→ About this task:
Below is a block of records; repeat each one exactly.

(Collected data)
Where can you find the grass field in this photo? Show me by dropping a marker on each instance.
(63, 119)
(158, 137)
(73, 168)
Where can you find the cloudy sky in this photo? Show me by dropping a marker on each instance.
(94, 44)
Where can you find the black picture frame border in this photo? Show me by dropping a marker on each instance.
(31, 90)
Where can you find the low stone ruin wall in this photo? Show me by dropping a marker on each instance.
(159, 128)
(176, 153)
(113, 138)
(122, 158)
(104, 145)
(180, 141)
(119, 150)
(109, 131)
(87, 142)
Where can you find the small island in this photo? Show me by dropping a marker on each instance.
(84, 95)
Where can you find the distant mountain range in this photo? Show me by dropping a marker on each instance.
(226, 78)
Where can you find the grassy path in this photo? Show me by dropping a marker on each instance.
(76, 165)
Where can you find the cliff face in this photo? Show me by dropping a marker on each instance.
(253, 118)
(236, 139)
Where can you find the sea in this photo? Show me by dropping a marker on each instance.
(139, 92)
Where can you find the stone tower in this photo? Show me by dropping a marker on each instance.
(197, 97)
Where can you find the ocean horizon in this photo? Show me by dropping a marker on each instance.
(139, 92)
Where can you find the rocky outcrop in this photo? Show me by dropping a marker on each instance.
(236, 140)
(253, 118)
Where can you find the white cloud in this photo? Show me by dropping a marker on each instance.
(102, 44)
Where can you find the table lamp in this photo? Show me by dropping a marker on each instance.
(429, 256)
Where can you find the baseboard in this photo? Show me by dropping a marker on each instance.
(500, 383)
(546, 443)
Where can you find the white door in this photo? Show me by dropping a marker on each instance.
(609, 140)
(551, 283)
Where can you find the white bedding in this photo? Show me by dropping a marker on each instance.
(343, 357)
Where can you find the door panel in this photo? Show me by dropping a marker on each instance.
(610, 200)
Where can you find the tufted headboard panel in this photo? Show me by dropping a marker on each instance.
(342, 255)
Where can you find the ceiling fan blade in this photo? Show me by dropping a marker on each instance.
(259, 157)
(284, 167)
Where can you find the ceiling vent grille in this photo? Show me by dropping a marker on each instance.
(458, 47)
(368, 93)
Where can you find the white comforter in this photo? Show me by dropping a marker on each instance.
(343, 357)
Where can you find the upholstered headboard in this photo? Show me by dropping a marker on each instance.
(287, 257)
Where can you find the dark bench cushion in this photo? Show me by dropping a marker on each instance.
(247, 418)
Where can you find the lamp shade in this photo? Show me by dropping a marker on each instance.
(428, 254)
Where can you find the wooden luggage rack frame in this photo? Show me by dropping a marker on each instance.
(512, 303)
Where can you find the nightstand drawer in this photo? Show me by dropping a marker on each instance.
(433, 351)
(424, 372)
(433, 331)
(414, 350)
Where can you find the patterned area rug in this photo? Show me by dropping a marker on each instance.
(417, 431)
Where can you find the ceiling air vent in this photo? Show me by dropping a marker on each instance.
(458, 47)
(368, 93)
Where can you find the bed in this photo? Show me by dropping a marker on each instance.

→ Answer section:
Where can you find the grass field in this photo? Show me by dropping a marker on each instance.
(63, 119)
(158, 137)
(73, 168)
Where can you find the cloudy sky in this photo? Show me by dropping a marker on each instance.
(94, 44)
Where can you find the black picture frame border in this photo? Show me by dropping a marker on each instance.
(31, 90)
Where can you find the low stone ruin wall in this photo? Show me by dropping a marker on each instance.
(159, 128)
(176, 153)
(113, 138)
(122, 158)
(104, 145)
(180, 141)
(119, 150)
(109, 131)
(87, 142)
Where can you find the small island in this photo? Show me by dropping a marker on each instance.
(84, 95)
Where can you find the distant mountain range in this photo? Show me by dropping a marker on each instance.
(226, 78)
Where can you find the grassy path in this photo? Show me by dropping a marker on each instance.
(76, 165)
Where can you find the cliff face in this photo? Show me by dropping a marker on each instance.
(253, 118)
(236, 139)
Where can you find the sea in this photo? Show me by dropping a marker on each instance.
(139, 92)
Where can you find the stone tower in this photo? Show me by dropping a marker on each instance.
(197, 97)
Where can you find the ocean horizon in this photo? Show me by dropping a marker on each instance.
(139, 92)
Where can you find the rocky outcrop in this photo? Show me by dropping a marker on each instance.
(236, 140)
(253, 118)
Where can you find the white cloud in this photo? Show me by dropping a marker on each instance.
(102, 44)
Where can you find the table lamp in this photo? Show me by dropping a marker on each instance.
(429, 256)
Where can you find the baseboard in this photo? Show me by dropping a marker on each instance.
(500, 383)
(546, 443)
Where can you find the white door in this photo? Show me by dropping a marker on each instance.
(609, 140)
(551, 283)
Where can you find the white bedding in this photo? Show me by dropping a marker on each instance.
(343, 357)
Where can you find the door panel in this photo? Show me by dropping a marker on each instance.
(610, 200)
Where can you find the tufted headboard panel in this photo? Show me by dropping a marker on each instance.
(342, 255)
Where can you find the ceiling fan blade in this photo? Show me by dropping a marker on each instance.
(259, 157)
(284, 167)
Where can you find the ceiling vent grille in this photo? Show me by dropping a marker on each instance.
(458, 47)
(368, 93)
Where can you find the white comforter in this photo? Show me by dropping a marker on each instance.
(343, 357)
Where can you find the upholstered headboard in this photo? Show me by dropping a marker on each instance.
(287, 257)
Where can you find the dark bench cushion in this photo? Show me by dropping a marker on each instance.
(247, 418)
Where can you find the lamp shade in this photo? Show me by dropping a marker on each instance.
(428, 254)
Where can you find the wooden luggage rack frame in this photo? Show me by dropping a marker on each instance.
(512, 303)
Where can you find the nightstand drawer in this photo? Show me by dropping a marker on each instance.
(433, 351)
(424, 372)
(433, 331)
(414, 350)
Where can you find the patterned area rug in this photo? Show me by dropping a marker on each instance.
(417, 431)
Where can you find the ceiling air vent in this photo? Show me by dropping a marker on each instance.
(458, 47)
(368, 93)
Where can you find the bed in this photo? Show me by dropping a marker on each instance.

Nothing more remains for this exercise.